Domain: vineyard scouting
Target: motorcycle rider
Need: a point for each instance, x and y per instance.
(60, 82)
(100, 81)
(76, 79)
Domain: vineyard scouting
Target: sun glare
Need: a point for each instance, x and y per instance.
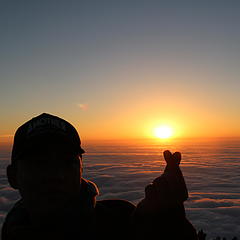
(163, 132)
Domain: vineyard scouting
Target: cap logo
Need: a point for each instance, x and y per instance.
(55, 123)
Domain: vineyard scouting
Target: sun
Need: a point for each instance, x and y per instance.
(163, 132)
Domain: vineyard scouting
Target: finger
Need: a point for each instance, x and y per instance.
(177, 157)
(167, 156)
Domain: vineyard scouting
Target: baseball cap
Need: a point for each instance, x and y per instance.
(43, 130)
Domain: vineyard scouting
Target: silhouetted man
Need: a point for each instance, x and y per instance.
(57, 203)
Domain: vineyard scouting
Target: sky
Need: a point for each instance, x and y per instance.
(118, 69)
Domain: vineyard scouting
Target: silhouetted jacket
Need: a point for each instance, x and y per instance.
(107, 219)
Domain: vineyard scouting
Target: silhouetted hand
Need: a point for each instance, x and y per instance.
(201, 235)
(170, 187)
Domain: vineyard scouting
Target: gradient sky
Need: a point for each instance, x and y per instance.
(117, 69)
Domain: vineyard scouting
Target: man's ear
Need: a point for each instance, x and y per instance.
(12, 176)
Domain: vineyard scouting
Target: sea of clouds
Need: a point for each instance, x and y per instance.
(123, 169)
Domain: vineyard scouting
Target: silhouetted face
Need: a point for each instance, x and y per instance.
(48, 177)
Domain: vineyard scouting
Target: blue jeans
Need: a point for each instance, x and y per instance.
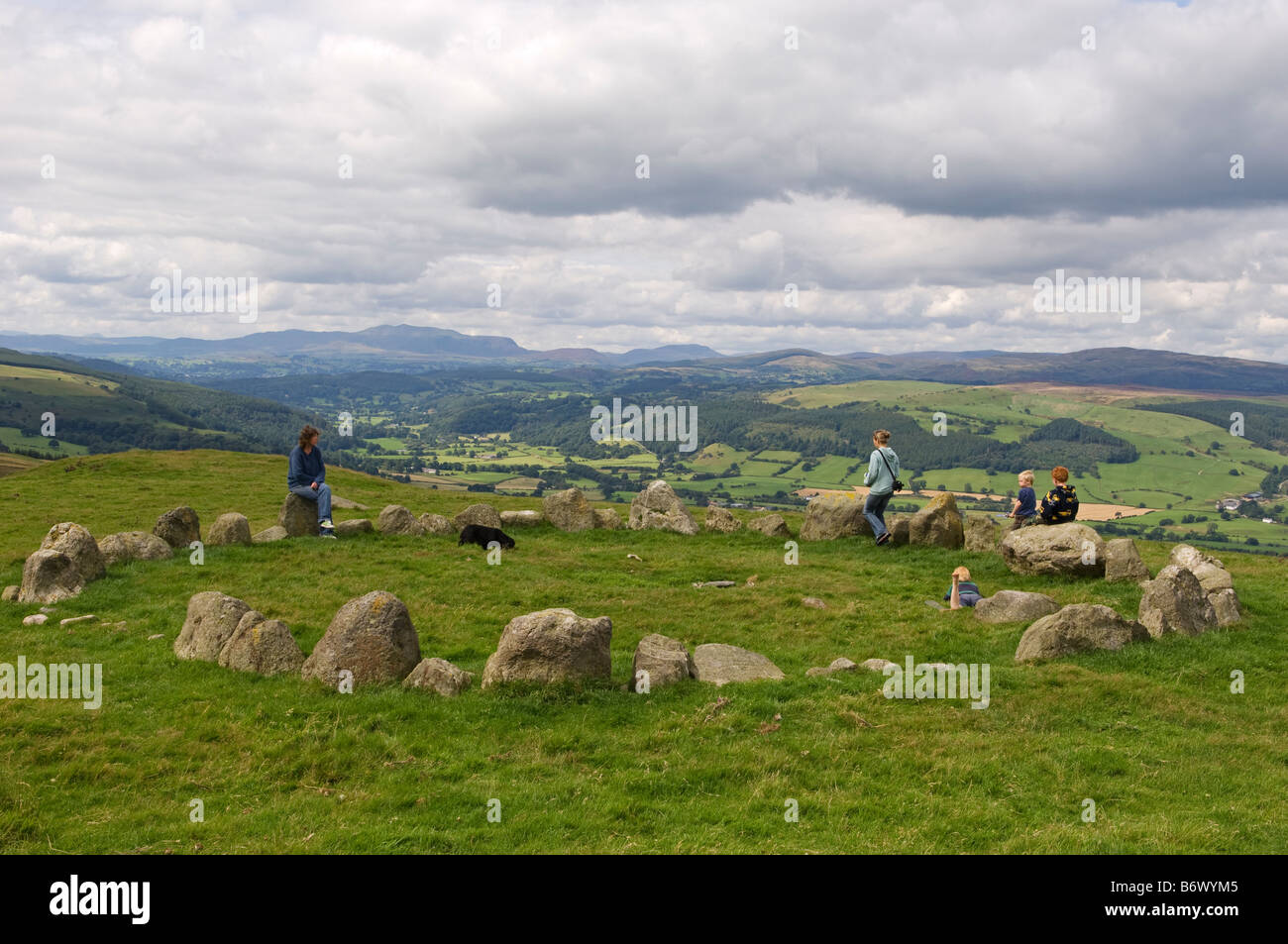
▬▬▬▬▬▬
-- What is required --
The sole thing to report is how many lines in the data hold the string "silhouetted".

-- Reply --
4